:: SET PROBLEM ::
Quote the items word for word, beginning at the line that contains "One dot marks each instance of the river water." and continuing through the last line of the items.

:: DATA EXCERPTS ::
* start *

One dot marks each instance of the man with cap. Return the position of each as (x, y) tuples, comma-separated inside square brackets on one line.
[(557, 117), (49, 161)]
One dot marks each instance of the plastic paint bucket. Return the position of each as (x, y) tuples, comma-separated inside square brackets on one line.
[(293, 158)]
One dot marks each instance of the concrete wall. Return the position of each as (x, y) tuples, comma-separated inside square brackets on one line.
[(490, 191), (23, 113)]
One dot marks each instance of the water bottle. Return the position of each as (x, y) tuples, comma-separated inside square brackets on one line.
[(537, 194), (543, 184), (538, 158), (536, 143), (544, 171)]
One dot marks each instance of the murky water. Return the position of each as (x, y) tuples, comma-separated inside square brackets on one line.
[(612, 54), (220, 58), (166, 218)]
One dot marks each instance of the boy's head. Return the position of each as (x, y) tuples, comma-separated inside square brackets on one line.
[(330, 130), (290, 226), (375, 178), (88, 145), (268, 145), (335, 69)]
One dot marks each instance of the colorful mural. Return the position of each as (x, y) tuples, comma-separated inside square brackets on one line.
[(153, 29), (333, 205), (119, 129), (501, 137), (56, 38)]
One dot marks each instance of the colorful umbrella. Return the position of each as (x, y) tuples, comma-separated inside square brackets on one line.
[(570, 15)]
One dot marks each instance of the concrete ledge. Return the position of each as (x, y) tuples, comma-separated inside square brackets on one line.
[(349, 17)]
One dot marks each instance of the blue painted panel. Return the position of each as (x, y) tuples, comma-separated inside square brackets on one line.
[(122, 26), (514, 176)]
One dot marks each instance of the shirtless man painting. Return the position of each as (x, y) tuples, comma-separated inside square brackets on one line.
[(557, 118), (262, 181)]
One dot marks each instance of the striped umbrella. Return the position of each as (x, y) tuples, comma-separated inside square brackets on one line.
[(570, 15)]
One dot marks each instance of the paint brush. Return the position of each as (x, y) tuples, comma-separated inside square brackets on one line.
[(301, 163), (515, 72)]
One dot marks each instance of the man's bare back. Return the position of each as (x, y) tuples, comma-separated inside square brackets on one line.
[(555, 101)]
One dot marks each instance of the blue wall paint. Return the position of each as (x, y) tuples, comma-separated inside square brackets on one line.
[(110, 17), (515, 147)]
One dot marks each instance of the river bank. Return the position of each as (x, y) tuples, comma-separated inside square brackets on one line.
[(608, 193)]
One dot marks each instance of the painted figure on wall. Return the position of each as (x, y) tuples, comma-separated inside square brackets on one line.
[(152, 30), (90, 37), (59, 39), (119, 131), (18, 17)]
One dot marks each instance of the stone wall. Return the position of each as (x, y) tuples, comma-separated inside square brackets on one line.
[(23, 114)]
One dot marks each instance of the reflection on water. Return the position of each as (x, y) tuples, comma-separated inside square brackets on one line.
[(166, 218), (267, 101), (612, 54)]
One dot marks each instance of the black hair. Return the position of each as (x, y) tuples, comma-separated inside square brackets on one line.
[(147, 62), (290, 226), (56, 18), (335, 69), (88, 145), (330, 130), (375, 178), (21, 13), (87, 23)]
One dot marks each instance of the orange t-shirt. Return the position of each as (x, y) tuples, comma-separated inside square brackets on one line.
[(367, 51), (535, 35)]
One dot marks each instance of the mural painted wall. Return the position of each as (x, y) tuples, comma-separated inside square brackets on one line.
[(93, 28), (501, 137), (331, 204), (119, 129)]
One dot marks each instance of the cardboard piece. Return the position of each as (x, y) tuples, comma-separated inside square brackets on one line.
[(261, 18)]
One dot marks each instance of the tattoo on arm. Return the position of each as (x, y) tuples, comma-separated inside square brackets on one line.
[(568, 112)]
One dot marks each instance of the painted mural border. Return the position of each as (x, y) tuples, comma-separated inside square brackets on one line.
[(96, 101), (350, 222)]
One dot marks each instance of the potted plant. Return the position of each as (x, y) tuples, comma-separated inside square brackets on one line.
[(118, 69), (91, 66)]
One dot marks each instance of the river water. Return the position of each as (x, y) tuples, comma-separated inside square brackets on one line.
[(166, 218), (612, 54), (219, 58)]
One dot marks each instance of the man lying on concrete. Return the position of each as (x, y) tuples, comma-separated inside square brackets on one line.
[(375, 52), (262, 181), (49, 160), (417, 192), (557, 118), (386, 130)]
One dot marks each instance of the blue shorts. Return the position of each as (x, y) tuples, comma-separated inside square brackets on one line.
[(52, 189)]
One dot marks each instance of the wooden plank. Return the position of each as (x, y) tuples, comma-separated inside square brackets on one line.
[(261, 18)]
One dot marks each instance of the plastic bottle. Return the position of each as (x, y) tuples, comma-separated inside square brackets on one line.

* end *

:: THE RESULT ::
One dot marks each instance of the river water. Return the position of each as (x, y) tuples, comma-separated inside square brackets on one line.
[(166, 218), (612, 54), (219, 58)]
One dot marks each instance of the man lying on concrete. Return the position of each as (x, y) tuples, comma-separated inside square brackets on one line.
[(375, 52), (262, 181), (49, 160), (417, 192), (557, 118), (386, 130)]
One dot marks each instance of the blue shorts. Return the position of each as (x, y) tuples, comma-separated inside square brackets on one line.
[(52, 189)]
One dot marks each instance of the wooden plank. Return the position of each as (x, y) tuples, comma-separated inside square brackets on one line.
[(261, 18)]
One dot marks each instance of the plastic bottle. Return the position of each as (x, y) tuples, comma-separated inside square brackets on one line.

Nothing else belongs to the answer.